*Texto mostrado*:
################

Qué gran misterio es el de tumbarse, el de caer rendido –rendir armas-, quedarse tieso por unas horas. Qué gran misterio el de dejarse varado por unas horas en una gran laguna de  silenciosa paz, mecido por las levísimas caricias del agua en la barca que lo lleva al lugar de los dulces sueños.

Ahí queda alguien aparentemente dormido. Ahí queda alguien tendido, por fin, después del trasiego, del enfado, del trabajo, del aburrimiento, de la atonía sabatina, dominical o del pan amargo de cada noche. Ahí queda, paralizado, después de las palabras, los silencios, los súbito arranques de ternura o la destemplanza en el  trato entre iguales como quien aferra un pasamanos de cuerpos para ascender la fría escalera social.

Ahí se quedan paralizados los proyectos, las obligaciones, los actos que lo han distraído de sí mismo, o lo han tenido concentrado en diálogos con colegas, empleados y jefes para la construcción de cualquier cosa pública o privada.

Ahí, en la noche, se abandona, por fin, como un niño en los brazos de su madre, mientras ella susurra alguna tonada parecida a los susurros del viento que mueven los juncos de la otra orilla oscura de la que sólo se atisban líneas plateadas, dibujadas por la luna.

Ay. El sueño es una gracia de la naturaleza. Seguramente tiene su explicación biológica cuando, llegada la hora, la cabeza deja sueltos los engranajes necesarios que provocan el decaimiento progresivo de los párpados y los ojos dejan su perpetuo mirar a todas partes, como si ellos dijeran: “Bueno, ya es bastante por hoy; vamos a descansar” y se rinden, y se dejan llevar por los fluidos mezclados con lo que sea que yo carezco, como insomne crónico y como amante de la noche que soy.

En fin, el sueño y los sueños: esas luces lejanas en un largo pasillo en penumbra; detalles sombreados, cenefas perfiladas por un pintor o por un relator desconocido de historias que empiezan y terminan, o que el despertador corta súbitamente con el filo de su odiosa melodía, con su llamada a filas, con el uniforme  impoluto, preparado para presentar armas cada mañana en su destino.

################

*Instrucción de trabajo 1*:
Según el texto sobre el sueño, ¿con qué corta súbitamente el despertador las historias de los sueños?
*Instrucción de trabajo 2*:
Copia literalmente el fragmento del texto sobre el sueño que se abre con las palabras que contienen "Ay. El sueño" y se cierra con "noche que soy.".
*Instrucción de trabajo 3*:
Sigue escribiendo el texto sobre el sueño a partir de su última oración.

################

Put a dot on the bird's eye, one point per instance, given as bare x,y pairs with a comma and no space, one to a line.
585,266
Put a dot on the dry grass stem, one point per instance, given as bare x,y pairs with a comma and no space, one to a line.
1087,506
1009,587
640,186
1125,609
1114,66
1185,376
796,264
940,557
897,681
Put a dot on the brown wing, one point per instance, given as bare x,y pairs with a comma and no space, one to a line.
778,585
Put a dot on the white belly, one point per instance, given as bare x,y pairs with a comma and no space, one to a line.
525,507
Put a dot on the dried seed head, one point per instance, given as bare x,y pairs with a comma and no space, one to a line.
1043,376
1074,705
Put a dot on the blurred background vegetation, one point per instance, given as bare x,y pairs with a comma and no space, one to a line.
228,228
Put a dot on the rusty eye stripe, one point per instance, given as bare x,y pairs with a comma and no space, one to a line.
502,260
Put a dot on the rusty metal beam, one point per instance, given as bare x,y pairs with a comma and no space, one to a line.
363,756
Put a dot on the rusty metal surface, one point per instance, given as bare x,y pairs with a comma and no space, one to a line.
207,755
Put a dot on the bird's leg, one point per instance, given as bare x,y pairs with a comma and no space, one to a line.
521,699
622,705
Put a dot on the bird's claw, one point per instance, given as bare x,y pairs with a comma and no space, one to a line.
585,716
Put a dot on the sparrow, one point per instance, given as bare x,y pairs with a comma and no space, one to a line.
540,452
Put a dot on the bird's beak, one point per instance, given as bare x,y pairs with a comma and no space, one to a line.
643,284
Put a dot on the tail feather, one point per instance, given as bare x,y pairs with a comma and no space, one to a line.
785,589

################

*Resultado 1*:
Con el filo de su odiosa melodía.

*Resultado 2*:
Ay. El sueño es una gracia de la naturaleza. Seguramente tiene su explicación biológica cuando, llegada la hora, la cabeza deja sueltos los engranajes necesarios que provocan el decaimiento progresivo de los párpados y los ojos dejan su perpetuo mirar a todas partes, como si ellos dijeran: “Bueno, ya es bastante por hoy; vamos a descansar” y se rinden, y se dejan llevar por los fluidos mezclados con lo que sea que yo carezco, como insomne crónico y como amante de la noche que soy.

*Resultado 3*:
Por eso, en cierto sentido, cuando duerme –y sin saberlo- es usted mismo por unas horas. Liberado de todo encorsetamiento, de todo causal bien hacer de aparente rectitud, suelta las riendas y deja a su potro pasear por un prado de fantasías invisibles a la atención diurna y a ojos acostumbrados a salirse siempre con la suya.

Los sueños son el revés de todo, el cuarto cerrado, el desván al que no sube, en el que miles de ojos lo observan y cuidan mientras usted yace desarmado. Ellos son los guardianes de almenas que brotan sólo en su inconsciencia y lo defienden del ataque de la nada, pues de ella nace el horror y el espanto. Son balizas intermitentes que impiden que su cuerpo quede encerrado en la línea inexistente entre el mar y la noche. Son relatos exclusivamente dirigidos al dormido o al muerto, ya que el despierto suele ir con los brazos del sentido a la defensiva, como si estuviera en guerra con la belleza inefable de la existencia y tuviera que vencer por convicción o por orgullo.

Los sueños son fogonazos censurados por la luz del día, por la limitada concepción de lo real, por la exacerbación racional de las medidas. Por eso, más allá de lo que creemos tocar, amansar y encerrar en nuestro afecto, los sueños nos dicen que no poseemos nada; ni tan siquiera la voluntad para exterminarlos, a no ser con torturas atroces o con monstruos abisales de amor posesivo que emergen, muerden y se van.

Fíjese sin son importantes los sueños que al hombre más ridículo del mundo, un relato de Dostoievsky, el protagonista, tras un larguísimo sueño en el que se unen la realidad de una niña,  la realidad de una estrella y mundos desconocidos, siderales, donde habita gente con una extraña alegría, una vez despierto, abandona la idea que llevaba barruntando cierto tiempo con un revólver cargado sobre su escritorio.

Así que los sueños, “sueños son”, en definitiva.  Pero son trazas, deslumbres de una mente humana, hambrienta, sedienta, anhelante de la libertad que sólo otorga el abandono a un amor que lo cuida durante el tiempo en que vuelve a ser hijo en los brazos de un padre que hace guardia por usted.